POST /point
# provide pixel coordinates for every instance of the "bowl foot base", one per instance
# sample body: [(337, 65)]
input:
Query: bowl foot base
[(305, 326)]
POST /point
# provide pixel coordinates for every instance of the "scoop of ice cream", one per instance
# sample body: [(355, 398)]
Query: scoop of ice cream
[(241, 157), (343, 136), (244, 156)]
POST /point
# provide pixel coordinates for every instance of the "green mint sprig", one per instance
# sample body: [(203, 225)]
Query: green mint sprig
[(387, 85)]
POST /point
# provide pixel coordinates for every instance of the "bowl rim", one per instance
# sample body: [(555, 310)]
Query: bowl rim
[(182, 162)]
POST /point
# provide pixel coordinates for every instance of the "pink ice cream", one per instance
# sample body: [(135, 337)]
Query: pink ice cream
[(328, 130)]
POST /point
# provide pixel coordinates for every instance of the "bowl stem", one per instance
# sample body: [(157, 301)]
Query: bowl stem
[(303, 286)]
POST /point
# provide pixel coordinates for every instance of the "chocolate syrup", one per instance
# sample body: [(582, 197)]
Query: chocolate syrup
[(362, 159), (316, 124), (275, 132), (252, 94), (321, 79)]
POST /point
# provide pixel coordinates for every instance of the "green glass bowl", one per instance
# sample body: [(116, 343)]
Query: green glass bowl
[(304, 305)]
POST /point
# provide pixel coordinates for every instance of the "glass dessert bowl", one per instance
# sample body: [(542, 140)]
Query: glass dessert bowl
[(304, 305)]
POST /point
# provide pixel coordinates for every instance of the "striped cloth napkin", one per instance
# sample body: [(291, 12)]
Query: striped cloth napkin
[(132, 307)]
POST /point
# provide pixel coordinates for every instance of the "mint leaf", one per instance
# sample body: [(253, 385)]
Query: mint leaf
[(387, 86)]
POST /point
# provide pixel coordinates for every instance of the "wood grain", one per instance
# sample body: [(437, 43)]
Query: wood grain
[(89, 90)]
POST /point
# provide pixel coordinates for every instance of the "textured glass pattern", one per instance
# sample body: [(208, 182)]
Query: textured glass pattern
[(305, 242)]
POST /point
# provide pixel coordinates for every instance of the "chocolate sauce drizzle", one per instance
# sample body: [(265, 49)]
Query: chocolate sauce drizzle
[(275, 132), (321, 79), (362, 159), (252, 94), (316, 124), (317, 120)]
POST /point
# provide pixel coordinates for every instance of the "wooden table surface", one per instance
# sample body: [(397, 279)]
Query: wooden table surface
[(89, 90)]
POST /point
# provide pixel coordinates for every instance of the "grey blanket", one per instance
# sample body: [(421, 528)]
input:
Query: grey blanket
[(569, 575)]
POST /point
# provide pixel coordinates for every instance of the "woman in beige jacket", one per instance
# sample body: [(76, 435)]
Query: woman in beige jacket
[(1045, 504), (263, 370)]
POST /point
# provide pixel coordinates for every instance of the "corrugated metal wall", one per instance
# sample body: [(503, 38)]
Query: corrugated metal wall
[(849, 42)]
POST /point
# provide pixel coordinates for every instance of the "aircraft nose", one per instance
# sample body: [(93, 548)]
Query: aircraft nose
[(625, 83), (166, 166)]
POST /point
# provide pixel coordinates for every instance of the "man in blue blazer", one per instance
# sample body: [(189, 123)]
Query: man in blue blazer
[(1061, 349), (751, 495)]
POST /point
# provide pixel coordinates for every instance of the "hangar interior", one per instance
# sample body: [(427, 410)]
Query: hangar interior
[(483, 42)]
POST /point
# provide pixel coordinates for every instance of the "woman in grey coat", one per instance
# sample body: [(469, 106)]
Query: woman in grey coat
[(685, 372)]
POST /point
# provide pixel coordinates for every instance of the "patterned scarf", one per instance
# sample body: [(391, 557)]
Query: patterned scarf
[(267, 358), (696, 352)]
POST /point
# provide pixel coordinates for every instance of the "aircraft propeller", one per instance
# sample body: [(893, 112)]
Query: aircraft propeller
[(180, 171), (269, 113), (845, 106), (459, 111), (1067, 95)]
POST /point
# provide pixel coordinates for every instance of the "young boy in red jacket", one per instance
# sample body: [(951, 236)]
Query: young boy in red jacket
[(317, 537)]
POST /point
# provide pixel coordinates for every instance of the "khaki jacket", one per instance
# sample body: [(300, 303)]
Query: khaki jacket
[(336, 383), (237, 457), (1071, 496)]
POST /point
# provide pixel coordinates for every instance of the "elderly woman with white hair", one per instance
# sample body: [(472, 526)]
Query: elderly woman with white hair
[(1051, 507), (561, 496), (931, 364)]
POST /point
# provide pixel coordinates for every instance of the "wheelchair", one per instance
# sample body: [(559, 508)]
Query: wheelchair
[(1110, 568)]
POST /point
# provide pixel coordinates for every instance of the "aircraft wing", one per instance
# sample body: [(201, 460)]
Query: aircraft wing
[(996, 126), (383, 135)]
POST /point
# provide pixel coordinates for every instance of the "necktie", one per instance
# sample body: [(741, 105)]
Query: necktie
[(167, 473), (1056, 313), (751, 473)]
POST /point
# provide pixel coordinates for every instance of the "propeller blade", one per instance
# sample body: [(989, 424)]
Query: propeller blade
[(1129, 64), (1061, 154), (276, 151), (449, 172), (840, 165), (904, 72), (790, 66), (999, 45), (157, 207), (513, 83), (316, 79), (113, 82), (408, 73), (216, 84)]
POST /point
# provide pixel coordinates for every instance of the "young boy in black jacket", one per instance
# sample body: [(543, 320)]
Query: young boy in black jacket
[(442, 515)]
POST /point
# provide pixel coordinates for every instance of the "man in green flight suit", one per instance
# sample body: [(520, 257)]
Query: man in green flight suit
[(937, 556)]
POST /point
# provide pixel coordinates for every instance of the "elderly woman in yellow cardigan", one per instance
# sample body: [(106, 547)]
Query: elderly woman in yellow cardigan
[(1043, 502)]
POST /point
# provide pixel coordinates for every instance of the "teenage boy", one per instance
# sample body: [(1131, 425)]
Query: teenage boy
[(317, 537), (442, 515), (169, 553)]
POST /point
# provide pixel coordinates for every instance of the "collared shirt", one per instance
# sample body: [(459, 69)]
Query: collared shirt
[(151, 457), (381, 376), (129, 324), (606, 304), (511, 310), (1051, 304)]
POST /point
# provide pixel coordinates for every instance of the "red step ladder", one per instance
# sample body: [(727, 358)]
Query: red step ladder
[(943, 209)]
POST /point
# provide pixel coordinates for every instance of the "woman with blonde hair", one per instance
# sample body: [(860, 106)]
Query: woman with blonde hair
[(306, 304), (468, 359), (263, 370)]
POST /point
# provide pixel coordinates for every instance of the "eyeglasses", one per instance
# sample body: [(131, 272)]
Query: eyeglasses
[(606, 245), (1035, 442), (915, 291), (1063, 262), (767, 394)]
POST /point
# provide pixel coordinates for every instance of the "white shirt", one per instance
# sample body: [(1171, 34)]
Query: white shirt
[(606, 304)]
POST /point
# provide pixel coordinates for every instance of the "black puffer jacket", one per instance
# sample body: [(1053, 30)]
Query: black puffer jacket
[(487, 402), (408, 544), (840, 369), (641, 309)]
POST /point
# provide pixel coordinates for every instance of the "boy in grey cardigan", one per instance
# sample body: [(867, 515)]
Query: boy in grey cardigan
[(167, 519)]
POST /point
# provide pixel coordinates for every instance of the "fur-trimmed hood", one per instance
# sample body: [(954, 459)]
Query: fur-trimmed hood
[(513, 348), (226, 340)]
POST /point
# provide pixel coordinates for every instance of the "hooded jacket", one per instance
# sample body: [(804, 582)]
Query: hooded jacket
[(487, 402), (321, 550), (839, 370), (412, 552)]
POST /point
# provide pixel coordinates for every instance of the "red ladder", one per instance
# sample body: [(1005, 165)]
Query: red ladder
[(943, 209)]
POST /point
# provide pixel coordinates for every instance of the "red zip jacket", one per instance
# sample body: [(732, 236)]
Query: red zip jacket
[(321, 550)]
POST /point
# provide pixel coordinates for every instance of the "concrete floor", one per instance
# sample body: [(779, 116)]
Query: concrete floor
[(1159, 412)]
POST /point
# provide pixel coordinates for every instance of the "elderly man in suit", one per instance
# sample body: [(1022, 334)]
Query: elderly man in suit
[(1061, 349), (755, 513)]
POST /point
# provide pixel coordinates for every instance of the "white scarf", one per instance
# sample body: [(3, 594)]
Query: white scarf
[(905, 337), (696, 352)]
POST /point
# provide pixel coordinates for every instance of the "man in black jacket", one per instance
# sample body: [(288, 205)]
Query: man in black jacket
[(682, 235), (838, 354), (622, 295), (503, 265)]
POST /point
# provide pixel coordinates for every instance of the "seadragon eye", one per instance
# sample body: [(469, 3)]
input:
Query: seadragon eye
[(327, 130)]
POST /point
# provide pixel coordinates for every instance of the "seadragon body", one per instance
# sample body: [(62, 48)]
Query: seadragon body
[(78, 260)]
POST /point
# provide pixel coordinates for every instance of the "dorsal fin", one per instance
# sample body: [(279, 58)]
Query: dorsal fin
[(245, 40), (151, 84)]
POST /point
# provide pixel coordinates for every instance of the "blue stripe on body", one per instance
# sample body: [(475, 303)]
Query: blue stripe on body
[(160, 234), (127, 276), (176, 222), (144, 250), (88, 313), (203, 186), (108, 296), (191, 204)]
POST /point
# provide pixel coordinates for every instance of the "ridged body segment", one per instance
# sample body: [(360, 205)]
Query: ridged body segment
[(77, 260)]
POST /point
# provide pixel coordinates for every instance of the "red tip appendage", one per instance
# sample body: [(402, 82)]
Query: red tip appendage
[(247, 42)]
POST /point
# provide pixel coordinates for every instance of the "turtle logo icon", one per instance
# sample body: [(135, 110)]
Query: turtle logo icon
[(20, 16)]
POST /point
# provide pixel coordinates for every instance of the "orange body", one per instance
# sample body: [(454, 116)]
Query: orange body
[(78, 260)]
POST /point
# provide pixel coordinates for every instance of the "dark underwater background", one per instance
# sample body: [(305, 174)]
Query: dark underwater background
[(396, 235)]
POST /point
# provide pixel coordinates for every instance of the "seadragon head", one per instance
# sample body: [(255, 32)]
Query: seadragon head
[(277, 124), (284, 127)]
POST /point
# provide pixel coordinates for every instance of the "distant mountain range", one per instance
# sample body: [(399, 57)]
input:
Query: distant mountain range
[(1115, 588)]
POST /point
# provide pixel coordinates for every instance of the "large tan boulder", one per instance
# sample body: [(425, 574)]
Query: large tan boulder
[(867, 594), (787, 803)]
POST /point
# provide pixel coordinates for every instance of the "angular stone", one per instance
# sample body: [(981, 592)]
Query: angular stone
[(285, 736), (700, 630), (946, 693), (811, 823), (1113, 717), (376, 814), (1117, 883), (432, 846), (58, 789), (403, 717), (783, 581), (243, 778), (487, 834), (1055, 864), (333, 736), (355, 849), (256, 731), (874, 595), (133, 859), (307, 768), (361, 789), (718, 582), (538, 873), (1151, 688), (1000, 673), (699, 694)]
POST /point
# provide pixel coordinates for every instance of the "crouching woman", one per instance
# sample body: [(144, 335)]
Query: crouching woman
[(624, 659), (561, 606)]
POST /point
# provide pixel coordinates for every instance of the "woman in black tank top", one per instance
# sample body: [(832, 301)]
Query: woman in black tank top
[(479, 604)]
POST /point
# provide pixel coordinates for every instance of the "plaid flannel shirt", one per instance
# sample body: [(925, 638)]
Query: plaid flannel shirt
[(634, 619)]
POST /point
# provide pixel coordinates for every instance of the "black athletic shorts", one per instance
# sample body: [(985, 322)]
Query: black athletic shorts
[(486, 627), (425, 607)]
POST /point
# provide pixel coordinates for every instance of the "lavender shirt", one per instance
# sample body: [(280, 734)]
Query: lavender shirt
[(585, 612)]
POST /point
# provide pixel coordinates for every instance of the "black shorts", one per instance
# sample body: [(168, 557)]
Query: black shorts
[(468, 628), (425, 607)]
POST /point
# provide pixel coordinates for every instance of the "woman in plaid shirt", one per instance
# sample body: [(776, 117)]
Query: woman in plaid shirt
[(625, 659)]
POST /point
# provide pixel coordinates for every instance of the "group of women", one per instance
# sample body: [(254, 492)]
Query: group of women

▶ **Stated exercise**:
Rewrite every line in full from the first one through the line containing "[(241, 157), (343, 136), (244, 156)]", increasing each coordinate in the answers by 11.

▶ **Task response**:
POST /point
# provide pixel coordinates for every instance of the "bowl foot base", one per instance
# sample body: [(337, 65)]
input:
Query: bowl foot base
[(316, 337)]
POST /point
# provide pixel coordinates for every instance of the "scoop of ice cream", one per instance
# sample body: [(355, 398)]
Query: scoop of ice cream
[(252, 168), (354, 147), (255, 167)]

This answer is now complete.